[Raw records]
☆ ☆ ☆ ☆ ☆ ☆ ☆

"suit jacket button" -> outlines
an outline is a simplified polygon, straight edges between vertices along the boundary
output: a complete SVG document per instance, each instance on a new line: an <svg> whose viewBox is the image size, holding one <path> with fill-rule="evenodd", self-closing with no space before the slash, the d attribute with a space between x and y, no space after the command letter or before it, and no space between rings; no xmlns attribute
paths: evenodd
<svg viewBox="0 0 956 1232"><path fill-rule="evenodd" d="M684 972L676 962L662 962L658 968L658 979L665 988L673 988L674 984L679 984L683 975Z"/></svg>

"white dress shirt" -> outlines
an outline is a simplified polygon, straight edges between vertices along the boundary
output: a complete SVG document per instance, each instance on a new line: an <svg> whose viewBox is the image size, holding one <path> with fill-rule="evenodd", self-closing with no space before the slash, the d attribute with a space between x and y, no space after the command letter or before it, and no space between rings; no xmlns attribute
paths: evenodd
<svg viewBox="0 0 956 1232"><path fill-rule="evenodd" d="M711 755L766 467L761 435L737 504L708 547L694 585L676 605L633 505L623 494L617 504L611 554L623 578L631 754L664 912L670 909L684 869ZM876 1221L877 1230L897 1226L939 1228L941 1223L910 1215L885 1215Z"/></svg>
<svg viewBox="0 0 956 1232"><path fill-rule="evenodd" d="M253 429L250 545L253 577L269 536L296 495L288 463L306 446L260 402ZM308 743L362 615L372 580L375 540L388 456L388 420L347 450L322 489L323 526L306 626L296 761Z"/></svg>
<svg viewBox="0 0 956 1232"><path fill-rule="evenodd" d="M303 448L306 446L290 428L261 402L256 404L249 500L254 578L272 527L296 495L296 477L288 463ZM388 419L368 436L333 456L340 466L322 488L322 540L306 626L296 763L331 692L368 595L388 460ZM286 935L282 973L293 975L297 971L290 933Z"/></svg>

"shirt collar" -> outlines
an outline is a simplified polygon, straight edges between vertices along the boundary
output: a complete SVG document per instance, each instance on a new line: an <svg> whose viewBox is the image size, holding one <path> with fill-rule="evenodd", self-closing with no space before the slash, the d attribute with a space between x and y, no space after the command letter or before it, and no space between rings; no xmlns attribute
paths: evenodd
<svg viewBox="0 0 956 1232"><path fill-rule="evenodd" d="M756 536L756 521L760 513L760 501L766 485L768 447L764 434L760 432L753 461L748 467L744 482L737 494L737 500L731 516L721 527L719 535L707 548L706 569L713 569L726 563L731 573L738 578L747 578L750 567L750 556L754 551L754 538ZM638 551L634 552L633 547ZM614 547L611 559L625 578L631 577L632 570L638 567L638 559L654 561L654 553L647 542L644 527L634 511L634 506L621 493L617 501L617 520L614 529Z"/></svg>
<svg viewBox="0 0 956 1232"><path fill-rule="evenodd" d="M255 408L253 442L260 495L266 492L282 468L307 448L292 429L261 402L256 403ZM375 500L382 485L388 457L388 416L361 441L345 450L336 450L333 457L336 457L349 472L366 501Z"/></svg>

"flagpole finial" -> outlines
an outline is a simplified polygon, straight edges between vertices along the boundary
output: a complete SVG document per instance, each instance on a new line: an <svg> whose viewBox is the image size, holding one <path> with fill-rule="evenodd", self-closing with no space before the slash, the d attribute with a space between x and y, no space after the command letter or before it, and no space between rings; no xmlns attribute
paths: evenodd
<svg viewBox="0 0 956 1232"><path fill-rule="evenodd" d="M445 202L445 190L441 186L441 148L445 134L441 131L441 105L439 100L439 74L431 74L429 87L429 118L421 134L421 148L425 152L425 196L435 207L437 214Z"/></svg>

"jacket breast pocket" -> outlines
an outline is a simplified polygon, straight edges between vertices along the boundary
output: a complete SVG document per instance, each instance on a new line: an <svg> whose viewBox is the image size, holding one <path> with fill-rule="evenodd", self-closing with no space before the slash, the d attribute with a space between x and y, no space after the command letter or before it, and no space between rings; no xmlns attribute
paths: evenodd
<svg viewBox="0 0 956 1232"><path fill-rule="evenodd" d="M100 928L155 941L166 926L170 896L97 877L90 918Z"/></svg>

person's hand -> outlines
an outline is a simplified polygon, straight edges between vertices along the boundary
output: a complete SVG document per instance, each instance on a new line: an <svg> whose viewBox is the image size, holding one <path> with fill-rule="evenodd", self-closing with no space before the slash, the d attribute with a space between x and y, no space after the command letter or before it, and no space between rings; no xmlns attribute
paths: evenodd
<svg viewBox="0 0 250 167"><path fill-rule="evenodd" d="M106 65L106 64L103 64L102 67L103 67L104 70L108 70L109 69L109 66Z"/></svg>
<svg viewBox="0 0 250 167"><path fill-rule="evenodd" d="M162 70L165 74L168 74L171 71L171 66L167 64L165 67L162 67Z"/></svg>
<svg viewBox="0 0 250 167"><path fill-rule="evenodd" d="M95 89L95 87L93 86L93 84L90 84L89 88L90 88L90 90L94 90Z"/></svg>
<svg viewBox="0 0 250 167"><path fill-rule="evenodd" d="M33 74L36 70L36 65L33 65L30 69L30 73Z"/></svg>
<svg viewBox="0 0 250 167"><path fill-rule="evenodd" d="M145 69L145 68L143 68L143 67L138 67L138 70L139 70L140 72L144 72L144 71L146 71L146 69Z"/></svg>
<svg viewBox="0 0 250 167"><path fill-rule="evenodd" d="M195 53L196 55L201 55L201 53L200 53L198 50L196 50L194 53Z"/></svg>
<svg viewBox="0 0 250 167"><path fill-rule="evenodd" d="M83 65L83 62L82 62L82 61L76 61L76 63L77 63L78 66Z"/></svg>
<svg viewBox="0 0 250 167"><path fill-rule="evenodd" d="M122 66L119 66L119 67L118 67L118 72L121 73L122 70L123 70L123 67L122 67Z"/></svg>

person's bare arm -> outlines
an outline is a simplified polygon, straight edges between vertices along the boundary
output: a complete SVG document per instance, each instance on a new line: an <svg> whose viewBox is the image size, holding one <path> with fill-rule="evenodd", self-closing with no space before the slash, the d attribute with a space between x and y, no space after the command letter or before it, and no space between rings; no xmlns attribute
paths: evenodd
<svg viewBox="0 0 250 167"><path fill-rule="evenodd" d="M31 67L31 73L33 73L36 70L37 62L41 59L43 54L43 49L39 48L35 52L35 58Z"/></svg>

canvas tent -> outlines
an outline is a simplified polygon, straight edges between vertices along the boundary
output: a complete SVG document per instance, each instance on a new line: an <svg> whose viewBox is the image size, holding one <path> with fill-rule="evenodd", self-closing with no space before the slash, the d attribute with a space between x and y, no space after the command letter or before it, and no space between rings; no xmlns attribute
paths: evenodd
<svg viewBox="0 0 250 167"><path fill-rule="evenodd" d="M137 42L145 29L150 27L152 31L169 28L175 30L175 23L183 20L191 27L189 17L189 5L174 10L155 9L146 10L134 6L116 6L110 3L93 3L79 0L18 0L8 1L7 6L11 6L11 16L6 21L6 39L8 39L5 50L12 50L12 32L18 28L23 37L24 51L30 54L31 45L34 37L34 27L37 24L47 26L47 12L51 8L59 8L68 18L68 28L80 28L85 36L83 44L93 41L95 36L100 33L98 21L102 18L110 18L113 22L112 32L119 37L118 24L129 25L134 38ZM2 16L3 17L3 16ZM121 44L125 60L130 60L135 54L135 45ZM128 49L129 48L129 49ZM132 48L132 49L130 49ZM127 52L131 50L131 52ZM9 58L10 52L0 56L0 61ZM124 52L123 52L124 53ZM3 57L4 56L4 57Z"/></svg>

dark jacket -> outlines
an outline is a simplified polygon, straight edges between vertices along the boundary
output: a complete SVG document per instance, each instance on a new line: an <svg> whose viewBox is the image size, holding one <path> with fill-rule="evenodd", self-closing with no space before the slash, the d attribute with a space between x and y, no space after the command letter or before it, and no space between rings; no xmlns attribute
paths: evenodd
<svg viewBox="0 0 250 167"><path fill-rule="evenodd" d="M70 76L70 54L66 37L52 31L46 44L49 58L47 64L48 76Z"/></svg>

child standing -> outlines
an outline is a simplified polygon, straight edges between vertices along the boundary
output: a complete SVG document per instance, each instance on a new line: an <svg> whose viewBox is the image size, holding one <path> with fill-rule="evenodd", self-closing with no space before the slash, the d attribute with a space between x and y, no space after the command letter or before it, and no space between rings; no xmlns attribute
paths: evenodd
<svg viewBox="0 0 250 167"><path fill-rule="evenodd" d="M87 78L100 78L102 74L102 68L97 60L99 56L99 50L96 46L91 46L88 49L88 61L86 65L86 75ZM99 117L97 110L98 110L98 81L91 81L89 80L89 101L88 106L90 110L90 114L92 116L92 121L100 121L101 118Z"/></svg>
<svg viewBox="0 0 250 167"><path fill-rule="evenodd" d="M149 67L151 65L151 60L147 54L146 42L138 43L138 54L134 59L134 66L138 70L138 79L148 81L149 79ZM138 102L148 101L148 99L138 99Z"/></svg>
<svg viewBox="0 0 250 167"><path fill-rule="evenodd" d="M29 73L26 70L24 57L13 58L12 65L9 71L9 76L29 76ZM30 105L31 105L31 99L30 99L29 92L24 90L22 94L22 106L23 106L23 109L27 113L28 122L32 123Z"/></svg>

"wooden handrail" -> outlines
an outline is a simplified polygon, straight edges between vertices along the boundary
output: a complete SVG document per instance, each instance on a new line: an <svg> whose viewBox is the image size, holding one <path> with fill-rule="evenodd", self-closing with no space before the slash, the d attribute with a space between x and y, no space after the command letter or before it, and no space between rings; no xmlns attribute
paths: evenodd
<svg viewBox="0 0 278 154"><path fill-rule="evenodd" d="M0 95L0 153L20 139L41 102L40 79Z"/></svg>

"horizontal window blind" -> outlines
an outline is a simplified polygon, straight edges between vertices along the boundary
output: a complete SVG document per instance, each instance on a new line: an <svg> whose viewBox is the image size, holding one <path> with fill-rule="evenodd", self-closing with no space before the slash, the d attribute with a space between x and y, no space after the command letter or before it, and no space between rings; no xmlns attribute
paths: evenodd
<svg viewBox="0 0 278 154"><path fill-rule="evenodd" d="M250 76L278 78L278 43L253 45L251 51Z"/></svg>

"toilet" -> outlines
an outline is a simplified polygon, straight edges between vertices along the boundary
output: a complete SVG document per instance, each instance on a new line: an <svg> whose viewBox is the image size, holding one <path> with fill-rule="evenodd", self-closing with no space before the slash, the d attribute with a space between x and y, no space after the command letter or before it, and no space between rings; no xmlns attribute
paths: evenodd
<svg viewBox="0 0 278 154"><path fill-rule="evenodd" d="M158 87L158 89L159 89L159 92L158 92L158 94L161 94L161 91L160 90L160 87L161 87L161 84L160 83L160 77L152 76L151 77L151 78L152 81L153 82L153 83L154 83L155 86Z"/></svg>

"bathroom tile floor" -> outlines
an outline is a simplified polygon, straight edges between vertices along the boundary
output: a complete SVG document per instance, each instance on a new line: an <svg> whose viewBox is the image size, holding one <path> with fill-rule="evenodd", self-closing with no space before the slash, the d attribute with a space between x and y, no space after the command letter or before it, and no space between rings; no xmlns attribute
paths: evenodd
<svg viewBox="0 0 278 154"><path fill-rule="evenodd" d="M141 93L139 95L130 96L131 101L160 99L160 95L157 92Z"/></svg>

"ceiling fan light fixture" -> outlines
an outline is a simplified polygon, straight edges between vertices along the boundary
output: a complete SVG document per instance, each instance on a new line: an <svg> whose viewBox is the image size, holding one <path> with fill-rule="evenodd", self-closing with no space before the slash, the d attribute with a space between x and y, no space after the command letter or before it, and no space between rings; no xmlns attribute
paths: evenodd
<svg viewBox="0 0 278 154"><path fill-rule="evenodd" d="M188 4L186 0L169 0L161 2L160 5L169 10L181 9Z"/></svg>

☆ ☆ ☆ ☆ ☆ ☆ ☆

Extract every line of the records above that contains the word "person".

### EXERCISE RESULT
person's hand -> outlines
person's bare arm -> outlines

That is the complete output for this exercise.